======== Text for analysis

Skip to content

Latest commit

 

History

History

simulator

Simulation with Alchemy

alchemy is a bas.h5 simulator that produces files with lengths,
errors, and quality values modeled after other real sequencing runs.

To simulate using alchemy, first build the empirical model files using
supporting programs, then simulate the desired number of bas.h5 files.

alchemy is distributed in software/assembly/cpp/simulator/bin/*

The general usage is:

 usage: alchemy outputModel numBasesPerFile [ options ] options:
 -genome genome.fasta Simulate reads from the reference genome
 'genome.fasta'.

  -sourceReadsFile filename When set, simulate reads by reading from
            'filename', rather than simulating from a genome.  The
            format of the fasta titles should be
            >read_index|chr|start_pos|end_pos

  -fixedLength length Set simulated read length to a fixed value of
            'length', rather than sampling from a length mode.
            -movieName name ("simulated_movie") Use 'name' for movies
            rather than m000_000...

  -titleTable name Read in the titleTable to assign chromosome indices
            from simulated reads.

  -baseFileName name ("simulated") Use an alternative name for the
            output file, rather than 'simulated'

  -nFiles N (1) The number of files to simulate.

  -meanLength L(0) When set, scales the length of the average read to
            L.

  -posMap filename Use this when running alignment through
            compareSequences.py and writing to cmp.h5. Specify a map
            between movie names and chromosome/positions.

            When set, the simulated positions are not sored in the
            bas.h5 files and instead printed to 'filename'

  -printPercentRepeat Add to the title table a field that has the
            percent repeat content of the read shown by lower case in
            the reference.


Option summary: -nfiles The number of files to simulate, each with
roughly nBases in it.  -meanlength A new value for the mean read
length.  Scale empirical data to match this.

The other major usage is to take in a set of reads, and output bas.h5
given those reads.

 alchemy output.model nBases -sourceReadsFile reads.fasta [-nfiles n]
 [-meanlength L] [-posmap map.txt]

The file output.model contains the models for sequencing error,
quality values, and read length. Previously these were all in three
separate files, but they are merged into one now for simplicity.

To create output.model:

cmpH5StoreQualityByContext aligned_reads.cmp.h5 output.model

Quality value information should be loaded into the
aligned_reads.cmp.h5 file. To do this, with the input.fofn that was
used to generate the aligned_reads.cmp.h5 file, run:

loadPulses input.fofn aligned_reads.cmp.h5 -metrics
InsertionQV,DeletionQV,SubstitutionQV,DeletionTag,SubstitutionTag

If the files in "input.fofn" are large, add an option "-byread" to
load pulses, which will conserve memory. Note, there are no spaces
between the metrcs. That is important.

================

→ **Complete the following**:
1 - In the alchemy simulator page, write out the part starting with "-meanLength L(0) When" and going on through "the reference.", replacing "scales" with "adjusts".
2 - According to the alchemy simulator page, when should the "-byread" option be added to loadPulses, and what does it accomplish?

======== Recorded information

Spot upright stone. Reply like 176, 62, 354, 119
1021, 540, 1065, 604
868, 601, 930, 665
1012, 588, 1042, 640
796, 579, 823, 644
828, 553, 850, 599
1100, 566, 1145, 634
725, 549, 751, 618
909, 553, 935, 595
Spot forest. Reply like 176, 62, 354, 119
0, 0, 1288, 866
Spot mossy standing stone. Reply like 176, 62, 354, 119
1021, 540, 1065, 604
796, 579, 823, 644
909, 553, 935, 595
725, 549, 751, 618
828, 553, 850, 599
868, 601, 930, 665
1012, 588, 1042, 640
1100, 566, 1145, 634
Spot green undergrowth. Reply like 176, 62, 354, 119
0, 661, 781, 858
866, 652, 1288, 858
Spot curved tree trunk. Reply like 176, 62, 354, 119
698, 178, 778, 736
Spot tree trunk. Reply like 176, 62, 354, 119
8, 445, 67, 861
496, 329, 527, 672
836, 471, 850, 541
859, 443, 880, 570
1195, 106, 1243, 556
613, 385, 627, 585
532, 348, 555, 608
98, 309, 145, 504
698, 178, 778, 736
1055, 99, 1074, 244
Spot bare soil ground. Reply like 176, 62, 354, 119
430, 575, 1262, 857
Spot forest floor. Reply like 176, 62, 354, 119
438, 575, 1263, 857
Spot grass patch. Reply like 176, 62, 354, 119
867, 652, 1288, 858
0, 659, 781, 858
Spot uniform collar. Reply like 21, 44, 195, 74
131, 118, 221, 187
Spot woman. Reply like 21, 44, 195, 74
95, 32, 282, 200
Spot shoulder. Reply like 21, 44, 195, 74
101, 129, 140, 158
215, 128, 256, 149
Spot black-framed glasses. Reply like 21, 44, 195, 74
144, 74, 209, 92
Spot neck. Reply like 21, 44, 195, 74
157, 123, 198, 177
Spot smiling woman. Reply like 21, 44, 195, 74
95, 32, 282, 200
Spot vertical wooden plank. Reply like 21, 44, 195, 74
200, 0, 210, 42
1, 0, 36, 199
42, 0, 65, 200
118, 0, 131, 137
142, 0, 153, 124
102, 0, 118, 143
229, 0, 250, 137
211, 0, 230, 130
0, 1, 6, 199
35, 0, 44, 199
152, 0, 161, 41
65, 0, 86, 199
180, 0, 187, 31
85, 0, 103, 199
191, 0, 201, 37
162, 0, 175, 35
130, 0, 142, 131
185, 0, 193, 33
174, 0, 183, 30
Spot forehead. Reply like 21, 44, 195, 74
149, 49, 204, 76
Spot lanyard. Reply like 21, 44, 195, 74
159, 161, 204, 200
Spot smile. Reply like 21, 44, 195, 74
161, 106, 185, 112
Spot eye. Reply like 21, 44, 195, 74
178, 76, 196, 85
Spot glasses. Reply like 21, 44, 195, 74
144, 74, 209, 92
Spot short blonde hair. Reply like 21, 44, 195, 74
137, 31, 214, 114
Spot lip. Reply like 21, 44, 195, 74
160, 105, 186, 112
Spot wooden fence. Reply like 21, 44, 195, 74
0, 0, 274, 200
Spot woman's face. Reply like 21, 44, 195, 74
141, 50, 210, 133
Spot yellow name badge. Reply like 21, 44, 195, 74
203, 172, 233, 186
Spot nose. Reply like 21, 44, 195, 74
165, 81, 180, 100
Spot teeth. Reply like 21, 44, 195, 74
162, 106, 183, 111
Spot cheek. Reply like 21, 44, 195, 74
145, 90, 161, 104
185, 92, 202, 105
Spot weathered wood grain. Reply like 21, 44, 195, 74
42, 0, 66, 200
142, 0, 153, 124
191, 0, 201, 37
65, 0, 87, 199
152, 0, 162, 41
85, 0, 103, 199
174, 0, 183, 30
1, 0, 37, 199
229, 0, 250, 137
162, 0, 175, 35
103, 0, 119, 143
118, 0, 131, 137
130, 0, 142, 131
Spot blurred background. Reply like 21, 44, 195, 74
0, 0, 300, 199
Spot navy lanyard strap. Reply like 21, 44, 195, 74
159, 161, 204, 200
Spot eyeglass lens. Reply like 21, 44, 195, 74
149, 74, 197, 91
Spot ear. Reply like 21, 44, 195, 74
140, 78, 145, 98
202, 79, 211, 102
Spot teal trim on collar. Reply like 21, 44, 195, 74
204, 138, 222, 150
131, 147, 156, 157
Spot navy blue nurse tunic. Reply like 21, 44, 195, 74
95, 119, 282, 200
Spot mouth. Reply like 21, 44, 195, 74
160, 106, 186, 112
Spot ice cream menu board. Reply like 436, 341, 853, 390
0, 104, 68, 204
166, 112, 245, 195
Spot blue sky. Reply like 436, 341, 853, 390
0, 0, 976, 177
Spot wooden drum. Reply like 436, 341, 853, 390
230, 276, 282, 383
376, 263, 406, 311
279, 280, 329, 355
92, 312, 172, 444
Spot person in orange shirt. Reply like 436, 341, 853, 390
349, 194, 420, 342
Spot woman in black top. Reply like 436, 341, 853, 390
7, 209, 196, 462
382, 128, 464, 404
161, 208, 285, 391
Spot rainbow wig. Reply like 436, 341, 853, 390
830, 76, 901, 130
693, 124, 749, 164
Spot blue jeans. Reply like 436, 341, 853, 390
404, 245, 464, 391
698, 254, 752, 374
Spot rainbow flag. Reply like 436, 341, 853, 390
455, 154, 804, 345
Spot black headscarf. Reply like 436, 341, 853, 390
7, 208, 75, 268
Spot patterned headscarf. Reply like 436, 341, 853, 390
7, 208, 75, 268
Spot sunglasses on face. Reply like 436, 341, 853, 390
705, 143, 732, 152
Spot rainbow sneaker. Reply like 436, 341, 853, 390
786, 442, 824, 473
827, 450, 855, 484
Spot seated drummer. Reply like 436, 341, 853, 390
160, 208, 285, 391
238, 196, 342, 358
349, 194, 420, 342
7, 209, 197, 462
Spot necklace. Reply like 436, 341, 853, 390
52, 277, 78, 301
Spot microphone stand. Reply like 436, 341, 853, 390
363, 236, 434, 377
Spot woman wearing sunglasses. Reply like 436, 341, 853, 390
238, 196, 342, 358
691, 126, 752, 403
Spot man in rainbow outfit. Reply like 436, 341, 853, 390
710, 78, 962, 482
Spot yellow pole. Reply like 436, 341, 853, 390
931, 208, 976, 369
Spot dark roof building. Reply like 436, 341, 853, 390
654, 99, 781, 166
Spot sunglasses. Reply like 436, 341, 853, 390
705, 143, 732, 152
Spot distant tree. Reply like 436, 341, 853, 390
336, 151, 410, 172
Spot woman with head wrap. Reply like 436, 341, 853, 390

================

→ **Solutions for each task**:
1 -
-meanLength L(0) When set, adjusts the length of the average read to
            L.

  -posMap filename Use this when running alignment through
            compareSequences.py and writing to cmp.h5. Specify a map
            between movie names and chromosome/positions.

            When set, the simulated positions are not sored in the
            bas.h5 files and instead printed to 'filename'

  -printPercentRepeat Add to the title table a field that has the
            percent repeat content of the read shown by lower case in
            the reference.

2 - It should be added when the files listed in "input.fofn" are large. It makes loadPulses conserve memory.